Referring expression pointing data:
——————————

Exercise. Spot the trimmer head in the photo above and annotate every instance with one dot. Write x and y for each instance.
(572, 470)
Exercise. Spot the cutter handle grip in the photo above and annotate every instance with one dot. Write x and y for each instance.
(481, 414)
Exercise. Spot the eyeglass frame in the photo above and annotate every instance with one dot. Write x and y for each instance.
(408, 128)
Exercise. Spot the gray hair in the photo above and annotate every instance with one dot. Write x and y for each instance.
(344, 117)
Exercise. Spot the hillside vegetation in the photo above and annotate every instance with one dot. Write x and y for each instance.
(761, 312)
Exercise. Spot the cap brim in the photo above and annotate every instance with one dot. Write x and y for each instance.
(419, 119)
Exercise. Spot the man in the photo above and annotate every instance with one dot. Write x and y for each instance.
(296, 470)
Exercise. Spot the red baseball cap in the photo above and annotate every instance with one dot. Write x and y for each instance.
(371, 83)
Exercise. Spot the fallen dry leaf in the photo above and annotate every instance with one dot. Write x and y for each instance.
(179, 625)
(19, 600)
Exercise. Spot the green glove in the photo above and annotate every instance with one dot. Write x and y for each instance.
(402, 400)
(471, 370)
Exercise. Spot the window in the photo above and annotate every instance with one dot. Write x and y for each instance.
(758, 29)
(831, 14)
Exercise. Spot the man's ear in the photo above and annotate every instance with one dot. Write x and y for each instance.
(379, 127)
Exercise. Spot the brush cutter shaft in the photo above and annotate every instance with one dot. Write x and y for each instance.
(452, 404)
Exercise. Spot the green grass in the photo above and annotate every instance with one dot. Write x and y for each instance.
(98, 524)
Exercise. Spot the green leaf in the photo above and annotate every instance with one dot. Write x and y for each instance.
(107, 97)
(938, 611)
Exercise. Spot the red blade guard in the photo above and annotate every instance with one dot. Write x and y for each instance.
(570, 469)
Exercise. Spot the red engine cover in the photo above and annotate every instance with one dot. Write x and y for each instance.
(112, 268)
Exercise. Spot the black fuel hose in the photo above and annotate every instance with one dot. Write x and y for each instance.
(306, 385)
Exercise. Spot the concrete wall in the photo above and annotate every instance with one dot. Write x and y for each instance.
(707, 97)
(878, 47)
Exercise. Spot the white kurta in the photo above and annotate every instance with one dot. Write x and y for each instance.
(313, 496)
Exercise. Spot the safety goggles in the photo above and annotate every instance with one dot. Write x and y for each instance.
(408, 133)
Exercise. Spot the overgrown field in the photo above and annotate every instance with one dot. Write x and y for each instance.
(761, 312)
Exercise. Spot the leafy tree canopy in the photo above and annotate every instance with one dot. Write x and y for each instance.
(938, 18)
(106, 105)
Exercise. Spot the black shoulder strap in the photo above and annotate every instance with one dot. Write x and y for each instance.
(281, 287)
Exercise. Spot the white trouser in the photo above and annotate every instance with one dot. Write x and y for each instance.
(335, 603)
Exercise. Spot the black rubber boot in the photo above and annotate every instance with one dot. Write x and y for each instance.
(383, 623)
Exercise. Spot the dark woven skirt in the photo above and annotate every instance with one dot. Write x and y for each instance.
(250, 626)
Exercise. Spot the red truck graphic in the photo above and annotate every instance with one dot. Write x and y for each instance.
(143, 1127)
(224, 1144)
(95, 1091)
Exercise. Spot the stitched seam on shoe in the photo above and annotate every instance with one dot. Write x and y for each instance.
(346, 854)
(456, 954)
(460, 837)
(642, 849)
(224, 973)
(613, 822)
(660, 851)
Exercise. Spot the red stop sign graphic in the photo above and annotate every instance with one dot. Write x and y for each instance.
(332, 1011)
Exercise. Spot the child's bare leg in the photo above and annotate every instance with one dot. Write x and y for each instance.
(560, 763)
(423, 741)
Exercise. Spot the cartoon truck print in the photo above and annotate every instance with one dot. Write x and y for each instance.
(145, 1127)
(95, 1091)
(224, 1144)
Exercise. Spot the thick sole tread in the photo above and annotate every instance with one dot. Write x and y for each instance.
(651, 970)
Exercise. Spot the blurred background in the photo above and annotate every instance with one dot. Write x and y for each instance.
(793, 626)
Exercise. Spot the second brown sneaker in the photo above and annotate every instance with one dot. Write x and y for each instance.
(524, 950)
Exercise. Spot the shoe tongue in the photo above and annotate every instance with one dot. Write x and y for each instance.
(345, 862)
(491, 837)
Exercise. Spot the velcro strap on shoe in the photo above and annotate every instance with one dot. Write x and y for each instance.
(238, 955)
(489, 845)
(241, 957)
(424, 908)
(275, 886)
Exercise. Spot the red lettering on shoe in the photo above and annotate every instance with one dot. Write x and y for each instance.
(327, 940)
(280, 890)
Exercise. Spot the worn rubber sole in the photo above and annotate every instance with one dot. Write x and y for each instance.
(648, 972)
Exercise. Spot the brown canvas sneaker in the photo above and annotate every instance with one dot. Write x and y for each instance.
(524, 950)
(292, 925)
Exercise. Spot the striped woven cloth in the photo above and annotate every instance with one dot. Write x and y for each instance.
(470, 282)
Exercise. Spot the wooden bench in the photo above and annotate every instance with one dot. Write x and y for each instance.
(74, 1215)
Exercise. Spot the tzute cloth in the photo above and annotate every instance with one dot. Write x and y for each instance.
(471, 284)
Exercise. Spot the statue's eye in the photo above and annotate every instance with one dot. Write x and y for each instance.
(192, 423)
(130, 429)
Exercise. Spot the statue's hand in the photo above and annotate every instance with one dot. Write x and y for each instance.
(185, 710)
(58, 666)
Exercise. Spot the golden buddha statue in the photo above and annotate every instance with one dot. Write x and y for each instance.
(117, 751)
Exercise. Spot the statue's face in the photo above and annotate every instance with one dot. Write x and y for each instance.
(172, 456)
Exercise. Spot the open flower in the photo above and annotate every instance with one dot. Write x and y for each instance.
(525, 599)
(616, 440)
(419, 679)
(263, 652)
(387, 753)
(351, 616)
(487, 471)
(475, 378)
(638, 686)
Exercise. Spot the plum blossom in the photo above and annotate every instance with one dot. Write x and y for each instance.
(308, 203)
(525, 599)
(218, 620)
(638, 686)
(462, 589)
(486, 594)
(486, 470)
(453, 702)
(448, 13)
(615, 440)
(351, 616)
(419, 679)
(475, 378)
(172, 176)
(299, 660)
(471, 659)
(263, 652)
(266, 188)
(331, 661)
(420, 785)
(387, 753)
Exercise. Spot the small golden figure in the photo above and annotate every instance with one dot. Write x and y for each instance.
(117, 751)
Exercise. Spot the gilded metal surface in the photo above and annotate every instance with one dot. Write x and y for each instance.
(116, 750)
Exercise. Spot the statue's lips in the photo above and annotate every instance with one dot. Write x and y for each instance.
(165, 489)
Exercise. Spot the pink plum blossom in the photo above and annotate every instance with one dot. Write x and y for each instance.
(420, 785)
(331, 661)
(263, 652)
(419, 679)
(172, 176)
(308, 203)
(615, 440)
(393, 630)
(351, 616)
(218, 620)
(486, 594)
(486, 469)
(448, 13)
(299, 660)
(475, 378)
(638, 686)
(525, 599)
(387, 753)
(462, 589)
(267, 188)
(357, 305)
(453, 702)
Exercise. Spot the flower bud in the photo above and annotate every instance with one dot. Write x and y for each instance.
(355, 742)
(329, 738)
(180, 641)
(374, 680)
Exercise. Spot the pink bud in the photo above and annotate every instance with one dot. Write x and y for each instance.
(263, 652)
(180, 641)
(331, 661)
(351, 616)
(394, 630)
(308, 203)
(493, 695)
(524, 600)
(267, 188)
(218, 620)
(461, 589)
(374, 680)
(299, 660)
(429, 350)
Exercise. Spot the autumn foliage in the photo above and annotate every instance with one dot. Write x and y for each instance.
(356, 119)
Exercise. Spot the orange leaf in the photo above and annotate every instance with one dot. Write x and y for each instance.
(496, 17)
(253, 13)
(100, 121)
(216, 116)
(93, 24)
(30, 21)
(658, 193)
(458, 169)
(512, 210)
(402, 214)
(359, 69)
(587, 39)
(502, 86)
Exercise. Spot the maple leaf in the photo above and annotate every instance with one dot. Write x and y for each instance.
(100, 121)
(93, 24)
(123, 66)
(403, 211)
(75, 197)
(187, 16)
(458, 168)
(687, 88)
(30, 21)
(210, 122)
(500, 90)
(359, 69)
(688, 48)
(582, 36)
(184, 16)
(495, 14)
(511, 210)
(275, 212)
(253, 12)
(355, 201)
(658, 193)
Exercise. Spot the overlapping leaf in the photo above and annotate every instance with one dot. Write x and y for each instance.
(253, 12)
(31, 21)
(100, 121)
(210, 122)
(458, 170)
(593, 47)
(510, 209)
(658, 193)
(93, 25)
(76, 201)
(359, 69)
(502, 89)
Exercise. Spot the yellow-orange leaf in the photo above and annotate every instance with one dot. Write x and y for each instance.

——————————

Exercise details:
From the line containing "Exercise. Spot the maple" down to the last line of the data, transcribe every line exactly; nothing else should appear.

Solution:
Exercise. Spot the maple leaf in the photo above and annotate every instance with one dot. Write x and y for each instance.
(100, 121)
(93, 24)
(123, 66)
(403, 211)
(75, 197)
(187, 16)
(458, 168)
(687, 88)
(30, 21)
(210, 122)
(500, 90)
(359, 69)
(688, 48)
(582, 36)
(184, 16)
(495, 14)
(511, 210)
(275, 212)
(253, 12)
(355, 201)
(658, 193)
Exercise. Spot the overlapping leaf in the photo above and annotate every instance with one dot. Write x and y for each instance.
(253, 12)
(31, 21)
(100, 121)
(210, 122)
(458, 170)
(593, 47)
(510, 209)
(658, 193)
(93, 25)
(76, 201)
(359, 69)
(502, 89)
Exercise. Spot the yellow-orange leaf in the photo above and annotate every instance with one dot. Write x and y for each instance.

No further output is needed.